— START Data rows —

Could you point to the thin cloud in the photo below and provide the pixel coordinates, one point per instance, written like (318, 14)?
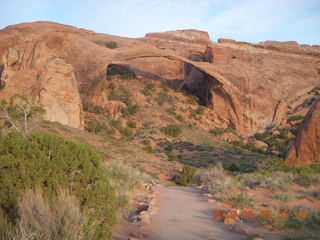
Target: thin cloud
(245, 20)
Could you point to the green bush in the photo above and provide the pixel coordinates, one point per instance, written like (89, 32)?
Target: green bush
(304, 180)
(93, 108)
(147, 90)
(96, 126)
(179, 118)
(162, 97)
(130, 110)
(49, 161)
(111, 45)
(146, 142)
(241, 200)
(186, 176)
(172, 130)
(132, 124)
(126, 132)
(200, 110)
(148, 149)
(233, 168)
(116, 124)
(295, 118)
(216, 131)
(261, 136)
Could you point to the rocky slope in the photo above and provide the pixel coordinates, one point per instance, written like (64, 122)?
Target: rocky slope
(306, 149)
(246, 86)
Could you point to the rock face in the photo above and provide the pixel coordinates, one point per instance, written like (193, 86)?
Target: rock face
(246, 86)
(190, 35)
(306, 148)
(115, 109)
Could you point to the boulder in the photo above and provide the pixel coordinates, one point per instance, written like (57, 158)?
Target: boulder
(144, 217)
(260, 145)
(276, 133)
(306, 148)
(226, 40)
(115, 109)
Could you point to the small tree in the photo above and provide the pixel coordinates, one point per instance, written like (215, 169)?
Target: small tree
(20, 114)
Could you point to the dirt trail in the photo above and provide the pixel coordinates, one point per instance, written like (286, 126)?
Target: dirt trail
(182, 214)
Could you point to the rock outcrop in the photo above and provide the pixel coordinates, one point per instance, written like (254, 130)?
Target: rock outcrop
(306, 148)
(246, 86)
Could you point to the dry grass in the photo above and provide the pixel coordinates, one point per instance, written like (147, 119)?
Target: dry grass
(60, 220)
(217, 180)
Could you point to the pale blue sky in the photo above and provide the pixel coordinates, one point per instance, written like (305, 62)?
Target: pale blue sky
(243, 20)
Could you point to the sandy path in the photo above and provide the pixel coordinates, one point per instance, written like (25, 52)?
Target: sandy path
(183, 214)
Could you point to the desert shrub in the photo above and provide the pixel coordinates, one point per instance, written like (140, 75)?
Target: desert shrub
(284, 197)
(172, 130)
(111, 45)
(147, 90)
(96, 126)
(297, 218)
(61, 219)
(49, 161)
(125, 76)
(126, 132)
(217, 179)
(171, 111)
(168, 148)
(186, 176)
(6, 227)
(261, 136)
(130, 110)
(162, 97)
(233, 168)
(148, 149)
(304, 180)
(146, 142)
(93, 108)
(269, 180)
(192, 99)
(271, 164)
(241, 200)
(300, 236)
(123, 177)
(21, 114)
(171, 157)
(179, 118)
(200, 110)
(111, 86)
(295, 118)
(132, 124)
(216, 131)
(116, 124)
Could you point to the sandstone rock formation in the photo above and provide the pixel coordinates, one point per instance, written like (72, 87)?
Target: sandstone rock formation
(246, 86)
(115, 108)
(306, 148)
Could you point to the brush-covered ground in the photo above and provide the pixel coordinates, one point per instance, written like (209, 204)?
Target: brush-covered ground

— END Data rows —

## What to work on
Copy all the data exactly as written, but skip any picture.

## Task response
Could you point to the thin cloud in the photo below and provide the pixel coordinates, one point per instance, written like (318, 14)?
Target: thin cloud
(245, 20)
Could you point to the green bush in the photo above and provide the pixel coordinates, one point per instance, written like (89, 32)?
Target: green bush
(304, 180)
(93, 108)
(147, 90)
(96, 126)
(179, 118)
(162, 97)
(130, 110)
(49, 161)
(111, 45)
(146, 142)
(241, 200)
(186, 176)
(172, 130)
(132, 124)
(126, 132)
(200, 110)
(148, 149)
(233, 168)
(116, 124)
(295, 118)
(216, 131)
(261, 136)
Could you point to the rocky slope in the photo above and provide the pixel coordinates, one point per instance, written like (64, 122)?
Target: rocky slope
(306, 149)
(246, 86)
Could you point to the rock face in the photo above and provide the pixel coordinates, one point per instance, written like (193, 86)?
Target: rock face
(246, 86)
(190, 35)
(306, 148)
(115, 109)
Could you point to the boulder in the photo above and provide the pixel coordinates, one point per instance, written like (57, 158)?
Target: boulder
(144, 217)
(260, 145)
(276, 133)
(306, 148)
(226, 40)
(115, 109)
Could you point to the small tree in the photo above and provide the pixel coordinates, one point per instance, written like (215, 169)?
Target: small tree
(20, 114)
Could you point to the dirt trail in the photo above and provide the pixel coordinates, one point per instance, written like (286, 126)?
Target: dirt trail
(182, 214)
Could you point to the rock outcrop in the photo above and provide the pixel coordinates, one point per instance, written like (254, 130)?
Target: rock outcrop
(306, 148)
(246, 86)
Could you point to the dry grass in the photo above and provide the pixel coordinates, one point per instance, written like (147, 119)?
Target: dry grass
(60, 220)
(217, 180)
Could you point to the pale blue sky in the photo above and provide the pixel coordinates, one point per instance, written like (305, 62)?
Target: pale blue sky
(243, 20)
Could you point to the sandy path in the photo above and provide the pixel coordinates, one point per instance, written like (25, 52)?
Target: sandy path
(183, 214)
Could you point to the desert shrub in the photo above and provide the pixel coordinates, one point per instance, written like (140, 75)?
Target: desert shrub
(284, 197)
(172, 130)
(111, 45)
(147, 90)
(96, 126)
(297, 218)
(61, 219)
(49, 161)
(125, 76)
(126, 132)
(217, 179)
(171, 111)
(168, 148)
(186, 176)
(6, 227)
(261, 136)
(130, 110)
(162, 97)
(233, 168)
(148, 149)
(304, 180)
(146, 142)
(93, 108)
(269, 180)
(192, 99)
(271, 164)
(241, 200)
(300, 236)
(123, 177)
(21, 114)
(171, 157)
(179, 118)
(200, 110)
(111, 86)
(295, 118)
(132, 124)
(216, 131)
(116, 124)
Could you point to the sandstone rock formation in the photo above and provide the pixel coordinates, one point per instance, written like (72, 87)?
Target: sandstone rock formation
(246, 86)
(115, 108)
(306, 148)
Could you point to the brush-covered ground in the photo above and provide the pixel coordinates, one point per instance, written like (209, 204)?
Target: brush-covered ground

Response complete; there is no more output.